TRECHO DA PÁGINA:
■ ■ ■ ■ ■

O noticiário de 2063

Considerando a tendência de aumento na expectativa de vida, existem boas possibilidades de que uma pessoa de minha idade, nascida nos anos 70, viva mais uns 50 anos. No entanto, fico a pensar nas condições do nosso planeta na segunda metade do século XXI. Será que o mundo dará algum gosto para as pessoas quererem viver tanto?

Com tantas variáveis incidindo sobre as tendências sociais, políticas, econômicas, científicas, tecnológicas e culturais, qualquer projeção do cenário global para daqui cinco décadas será pura fantasia. Temos, a meu ver, um número bem grande de probabilidades. Imaginando um futuro pessimista, mas que deixe muitos de nós vivos para conferirmos os resultados de ações e omissões praticadas, imaginei esta fictícia apresentação de um noticiário da TV do ano de 2063:

Às nove e meia da noite de uma sexta-feira de setembro, um homem octagenário chega em seu apartamento de vinte metros quadrados no sexto andar do subsolo de um prédio na cidade grande cujas prestações do programa habitacional ainda pagava. Após ter trabalhado onze horas, ele precisaria acordar bem cedo no dia seguinte para dar continuidade ao serviço na empresa onde era empregado. A única distração que tinha era o telejornal.

■ ■ ■ ■ ■

Registros de posicionamento de pontos:
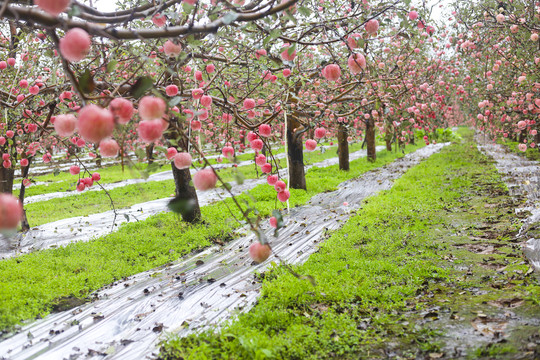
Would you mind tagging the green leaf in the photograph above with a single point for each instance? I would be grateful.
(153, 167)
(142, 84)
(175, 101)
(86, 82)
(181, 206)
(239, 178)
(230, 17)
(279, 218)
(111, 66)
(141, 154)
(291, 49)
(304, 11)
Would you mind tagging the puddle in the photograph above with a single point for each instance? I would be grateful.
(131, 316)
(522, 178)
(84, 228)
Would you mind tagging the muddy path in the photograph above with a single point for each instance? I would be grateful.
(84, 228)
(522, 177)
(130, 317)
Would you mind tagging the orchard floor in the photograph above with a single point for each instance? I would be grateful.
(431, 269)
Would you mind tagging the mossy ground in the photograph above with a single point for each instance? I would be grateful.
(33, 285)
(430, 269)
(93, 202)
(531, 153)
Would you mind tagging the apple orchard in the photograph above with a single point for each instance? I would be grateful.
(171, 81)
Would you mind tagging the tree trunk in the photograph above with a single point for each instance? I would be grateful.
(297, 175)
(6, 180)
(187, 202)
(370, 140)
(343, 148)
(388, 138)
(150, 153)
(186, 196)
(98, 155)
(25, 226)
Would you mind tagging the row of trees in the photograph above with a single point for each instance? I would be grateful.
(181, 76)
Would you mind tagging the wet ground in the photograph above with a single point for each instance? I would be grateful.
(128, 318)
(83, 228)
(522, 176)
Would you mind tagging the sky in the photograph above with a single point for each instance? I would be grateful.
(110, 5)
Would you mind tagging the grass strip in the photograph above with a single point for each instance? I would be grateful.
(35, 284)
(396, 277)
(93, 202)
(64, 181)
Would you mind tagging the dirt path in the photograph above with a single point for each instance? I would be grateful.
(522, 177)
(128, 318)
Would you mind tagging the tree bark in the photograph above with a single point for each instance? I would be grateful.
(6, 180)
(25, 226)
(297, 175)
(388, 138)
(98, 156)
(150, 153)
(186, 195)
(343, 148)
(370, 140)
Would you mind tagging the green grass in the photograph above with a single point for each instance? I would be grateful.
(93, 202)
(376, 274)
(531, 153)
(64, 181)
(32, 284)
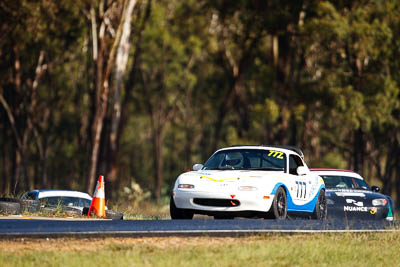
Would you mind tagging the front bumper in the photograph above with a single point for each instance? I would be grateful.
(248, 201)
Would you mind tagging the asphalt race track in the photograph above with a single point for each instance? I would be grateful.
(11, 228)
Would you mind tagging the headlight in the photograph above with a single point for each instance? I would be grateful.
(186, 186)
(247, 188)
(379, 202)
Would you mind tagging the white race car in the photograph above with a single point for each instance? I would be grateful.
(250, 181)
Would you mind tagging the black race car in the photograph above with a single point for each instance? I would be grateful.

■ ■ ■ ■ ■

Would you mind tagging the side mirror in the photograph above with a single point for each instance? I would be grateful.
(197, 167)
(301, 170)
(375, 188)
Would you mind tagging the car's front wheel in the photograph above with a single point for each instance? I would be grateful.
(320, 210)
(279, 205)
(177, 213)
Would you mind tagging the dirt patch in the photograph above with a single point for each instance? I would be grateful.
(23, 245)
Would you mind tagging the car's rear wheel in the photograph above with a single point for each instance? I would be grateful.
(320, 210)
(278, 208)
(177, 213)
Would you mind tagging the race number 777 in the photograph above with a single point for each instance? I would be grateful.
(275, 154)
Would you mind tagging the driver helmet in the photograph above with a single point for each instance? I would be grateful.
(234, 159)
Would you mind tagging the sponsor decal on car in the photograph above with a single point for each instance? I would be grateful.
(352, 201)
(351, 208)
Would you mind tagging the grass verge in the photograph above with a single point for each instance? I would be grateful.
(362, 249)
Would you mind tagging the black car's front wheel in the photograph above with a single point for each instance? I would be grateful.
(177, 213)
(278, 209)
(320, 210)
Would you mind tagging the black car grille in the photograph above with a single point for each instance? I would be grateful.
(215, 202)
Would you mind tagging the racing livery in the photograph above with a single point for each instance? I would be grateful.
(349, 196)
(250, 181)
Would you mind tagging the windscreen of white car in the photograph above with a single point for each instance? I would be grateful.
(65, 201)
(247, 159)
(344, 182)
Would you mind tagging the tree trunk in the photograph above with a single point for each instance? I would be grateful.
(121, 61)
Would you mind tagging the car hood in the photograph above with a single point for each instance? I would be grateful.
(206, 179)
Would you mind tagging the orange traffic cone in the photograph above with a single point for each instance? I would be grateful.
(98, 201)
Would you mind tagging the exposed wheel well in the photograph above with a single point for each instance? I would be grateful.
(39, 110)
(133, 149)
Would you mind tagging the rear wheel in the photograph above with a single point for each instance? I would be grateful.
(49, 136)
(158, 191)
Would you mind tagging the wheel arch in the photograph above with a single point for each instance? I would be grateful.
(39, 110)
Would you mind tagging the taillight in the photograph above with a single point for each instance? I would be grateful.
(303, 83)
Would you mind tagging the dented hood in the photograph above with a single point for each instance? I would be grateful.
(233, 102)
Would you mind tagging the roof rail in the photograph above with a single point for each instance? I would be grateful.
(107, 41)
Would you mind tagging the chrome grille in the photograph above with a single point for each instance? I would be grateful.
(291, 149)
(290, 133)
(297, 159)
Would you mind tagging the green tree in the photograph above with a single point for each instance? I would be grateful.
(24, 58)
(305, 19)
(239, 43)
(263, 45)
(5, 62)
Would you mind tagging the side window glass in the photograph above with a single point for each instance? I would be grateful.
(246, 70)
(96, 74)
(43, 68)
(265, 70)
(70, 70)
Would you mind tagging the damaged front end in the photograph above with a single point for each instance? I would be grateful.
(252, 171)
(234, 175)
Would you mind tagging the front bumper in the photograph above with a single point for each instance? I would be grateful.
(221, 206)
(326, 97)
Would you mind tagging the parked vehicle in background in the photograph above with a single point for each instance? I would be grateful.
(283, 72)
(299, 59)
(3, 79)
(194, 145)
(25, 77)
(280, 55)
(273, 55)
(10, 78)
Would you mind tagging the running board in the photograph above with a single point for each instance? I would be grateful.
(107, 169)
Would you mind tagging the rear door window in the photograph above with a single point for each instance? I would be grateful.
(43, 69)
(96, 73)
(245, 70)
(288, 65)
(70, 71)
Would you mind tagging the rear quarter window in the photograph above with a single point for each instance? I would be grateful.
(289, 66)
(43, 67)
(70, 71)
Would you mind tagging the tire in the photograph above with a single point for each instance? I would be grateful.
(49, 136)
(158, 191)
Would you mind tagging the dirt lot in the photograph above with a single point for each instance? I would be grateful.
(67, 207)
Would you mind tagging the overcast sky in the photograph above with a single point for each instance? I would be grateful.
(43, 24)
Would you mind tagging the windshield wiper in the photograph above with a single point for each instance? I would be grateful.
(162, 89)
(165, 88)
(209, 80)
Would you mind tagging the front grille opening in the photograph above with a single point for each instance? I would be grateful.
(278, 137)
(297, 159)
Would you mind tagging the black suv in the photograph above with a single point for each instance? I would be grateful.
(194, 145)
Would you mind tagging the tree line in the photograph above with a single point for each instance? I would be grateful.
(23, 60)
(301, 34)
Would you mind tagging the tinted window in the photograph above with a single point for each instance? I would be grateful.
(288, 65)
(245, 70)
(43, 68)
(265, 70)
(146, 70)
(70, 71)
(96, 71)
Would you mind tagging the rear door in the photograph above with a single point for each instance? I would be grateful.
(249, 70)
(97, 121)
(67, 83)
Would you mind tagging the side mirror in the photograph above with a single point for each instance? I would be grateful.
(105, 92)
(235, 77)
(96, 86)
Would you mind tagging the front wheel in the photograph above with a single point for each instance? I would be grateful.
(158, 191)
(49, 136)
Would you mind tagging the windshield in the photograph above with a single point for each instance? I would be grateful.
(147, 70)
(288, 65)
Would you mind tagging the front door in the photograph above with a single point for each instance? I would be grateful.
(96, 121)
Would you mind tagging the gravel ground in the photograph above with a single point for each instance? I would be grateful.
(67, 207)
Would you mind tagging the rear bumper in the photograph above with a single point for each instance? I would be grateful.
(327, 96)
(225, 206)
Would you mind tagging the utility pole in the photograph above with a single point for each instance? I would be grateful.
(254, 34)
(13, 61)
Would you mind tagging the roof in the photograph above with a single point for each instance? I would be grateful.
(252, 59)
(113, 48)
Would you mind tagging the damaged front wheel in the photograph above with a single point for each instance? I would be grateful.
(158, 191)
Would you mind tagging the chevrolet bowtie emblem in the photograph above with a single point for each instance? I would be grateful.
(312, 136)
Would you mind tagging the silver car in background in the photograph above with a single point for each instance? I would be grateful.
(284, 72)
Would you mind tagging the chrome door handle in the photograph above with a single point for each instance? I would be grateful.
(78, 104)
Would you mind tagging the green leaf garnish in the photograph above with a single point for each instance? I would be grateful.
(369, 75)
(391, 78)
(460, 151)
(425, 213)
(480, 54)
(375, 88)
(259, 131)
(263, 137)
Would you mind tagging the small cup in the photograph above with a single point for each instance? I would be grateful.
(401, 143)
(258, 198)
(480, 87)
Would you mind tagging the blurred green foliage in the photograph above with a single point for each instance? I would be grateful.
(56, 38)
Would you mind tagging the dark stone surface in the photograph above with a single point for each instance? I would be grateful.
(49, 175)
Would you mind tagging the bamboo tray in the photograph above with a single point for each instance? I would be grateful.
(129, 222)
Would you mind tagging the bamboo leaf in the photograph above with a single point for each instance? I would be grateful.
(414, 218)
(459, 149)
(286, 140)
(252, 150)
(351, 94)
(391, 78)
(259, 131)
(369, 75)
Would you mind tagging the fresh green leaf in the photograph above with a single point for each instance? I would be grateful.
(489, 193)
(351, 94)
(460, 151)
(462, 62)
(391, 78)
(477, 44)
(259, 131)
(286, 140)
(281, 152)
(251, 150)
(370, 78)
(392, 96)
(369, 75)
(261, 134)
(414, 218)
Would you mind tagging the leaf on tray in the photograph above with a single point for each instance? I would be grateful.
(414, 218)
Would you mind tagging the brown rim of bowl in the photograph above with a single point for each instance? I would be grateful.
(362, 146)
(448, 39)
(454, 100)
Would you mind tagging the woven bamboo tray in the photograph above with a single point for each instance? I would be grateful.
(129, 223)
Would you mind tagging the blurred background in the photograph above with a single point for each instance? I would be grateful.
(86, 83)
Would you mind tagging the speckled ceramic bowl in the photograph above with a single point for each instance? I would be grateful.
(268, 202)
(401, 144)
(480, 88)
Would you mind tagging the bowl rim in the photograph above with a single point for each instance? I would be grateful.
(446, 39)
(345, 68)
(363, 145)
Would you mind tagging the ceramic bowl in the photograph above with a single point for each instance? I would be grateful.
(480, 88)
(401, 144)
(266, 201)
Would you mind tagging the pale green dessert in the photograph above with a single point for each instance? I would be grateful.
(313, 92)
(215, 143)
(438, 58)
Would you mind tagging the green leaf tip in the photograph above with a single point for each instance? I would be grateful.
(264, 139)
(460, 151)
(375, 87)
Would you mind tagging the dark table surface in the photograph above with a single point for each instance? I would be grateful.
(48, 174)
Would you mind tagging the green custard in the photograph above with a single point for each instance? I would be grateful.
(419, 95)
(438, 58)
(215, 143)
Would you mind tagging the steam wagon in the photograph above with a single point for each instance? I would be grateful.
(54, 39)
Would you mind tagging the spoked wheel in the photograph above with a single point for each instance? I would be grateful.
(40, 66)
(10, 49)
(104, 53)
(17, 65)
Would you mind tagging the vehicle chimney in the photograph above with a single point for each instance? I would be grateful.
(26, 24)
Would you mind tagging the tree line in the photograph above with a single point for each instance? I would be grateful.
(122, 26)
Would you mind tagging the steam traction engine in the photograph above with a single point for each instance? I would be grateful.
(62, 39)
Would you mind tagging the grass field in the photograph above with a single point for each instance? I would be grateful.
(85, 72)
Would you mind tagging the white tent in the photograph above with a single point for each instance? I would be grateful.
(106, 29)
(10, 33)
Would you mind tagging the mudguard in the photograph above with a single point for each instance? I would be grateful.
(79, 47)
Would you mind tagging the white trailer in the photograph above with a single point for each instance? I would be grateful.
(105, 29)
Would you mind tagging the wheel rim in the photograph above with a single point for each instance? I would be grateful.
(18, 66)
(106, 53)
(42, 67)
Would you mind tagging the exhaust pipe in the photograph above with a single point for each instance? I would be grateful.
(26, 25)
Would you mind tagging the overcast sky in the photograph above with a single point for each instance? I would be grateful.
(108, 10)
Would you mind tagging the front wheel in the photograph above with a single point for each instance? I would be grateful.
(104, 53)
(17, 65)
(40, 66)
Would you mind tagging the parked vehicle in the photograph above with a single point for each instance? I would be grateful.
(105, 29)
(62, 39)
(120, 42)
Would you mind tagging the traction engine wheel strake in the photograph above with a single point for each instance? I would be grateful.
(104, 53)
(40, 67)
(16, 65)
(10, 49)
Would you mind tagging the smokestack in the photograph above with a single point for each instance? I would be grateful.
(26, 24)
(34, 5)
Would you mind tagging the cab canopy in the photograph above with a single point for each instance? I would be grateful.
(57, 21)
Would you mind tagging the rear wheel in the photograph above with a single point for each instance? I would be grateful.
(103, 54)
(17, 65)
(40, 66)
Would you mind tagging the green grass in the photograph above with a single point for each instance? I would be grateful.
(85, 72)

■ ■ ■ ■ ■

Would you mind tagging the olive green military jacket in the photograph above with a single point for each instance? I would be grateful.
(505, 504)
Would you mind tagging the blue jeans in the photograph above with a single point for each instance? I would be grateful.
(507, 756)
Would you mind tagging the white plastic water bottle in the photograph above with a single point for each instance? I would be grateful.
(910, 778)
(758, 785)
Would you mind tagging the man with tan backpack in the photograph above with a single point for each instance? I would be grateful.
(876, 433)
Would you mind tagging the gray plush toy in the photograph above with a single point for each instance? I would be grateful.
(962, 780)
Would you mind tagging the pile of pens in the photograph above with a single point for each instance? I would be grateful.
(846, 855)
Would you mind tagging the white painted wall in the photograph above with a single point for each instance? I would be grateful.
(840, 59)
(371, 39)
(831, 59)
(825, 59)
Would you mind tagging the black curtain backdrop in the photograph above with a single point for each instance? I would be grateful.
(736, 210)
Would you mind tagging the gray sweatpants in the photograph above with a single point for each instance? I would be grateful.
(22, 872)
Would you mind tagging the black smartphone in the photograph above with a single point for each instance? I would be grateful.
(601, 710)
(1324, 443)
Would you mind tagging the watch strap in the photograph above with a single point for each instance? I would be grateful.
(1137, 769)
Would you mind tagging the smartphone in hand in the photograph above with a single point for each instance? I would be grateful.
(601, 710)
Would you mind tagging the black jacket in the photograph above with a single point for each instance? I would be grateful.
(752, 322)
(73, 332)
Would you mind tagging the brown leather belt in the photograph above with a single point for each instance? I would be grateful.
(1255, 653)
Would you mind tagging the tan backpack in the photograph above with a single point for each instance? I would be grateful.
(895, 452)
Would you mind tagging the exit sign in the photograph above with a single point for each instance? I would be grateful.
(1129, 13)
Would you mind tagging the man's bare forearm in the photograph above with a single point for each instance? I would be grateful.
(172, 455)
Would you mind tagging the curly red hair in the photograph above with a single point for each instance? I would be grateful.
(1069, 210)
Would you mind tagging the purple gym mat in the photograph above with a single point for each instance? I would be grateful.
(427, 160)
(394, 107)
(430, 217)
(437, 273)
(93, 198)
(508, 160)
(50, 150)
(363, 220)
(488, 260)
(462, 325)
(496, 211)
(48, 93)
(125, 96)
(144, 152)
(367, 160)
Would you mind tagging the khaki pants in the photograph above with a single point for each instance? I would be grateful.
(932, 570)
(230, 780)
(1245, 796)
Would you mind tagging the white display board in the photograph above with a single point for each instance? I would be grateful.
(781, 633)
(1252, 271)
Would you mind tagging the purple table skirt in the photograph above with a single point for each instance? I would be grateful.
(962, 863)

■ ■ ■ ■ ■

O QUE FAZER: No trecho da página, quantas horas o homem tinha trabalhado antes de chegar ao apartamento?

TAREFA CONCLUÍDA: Onze horas.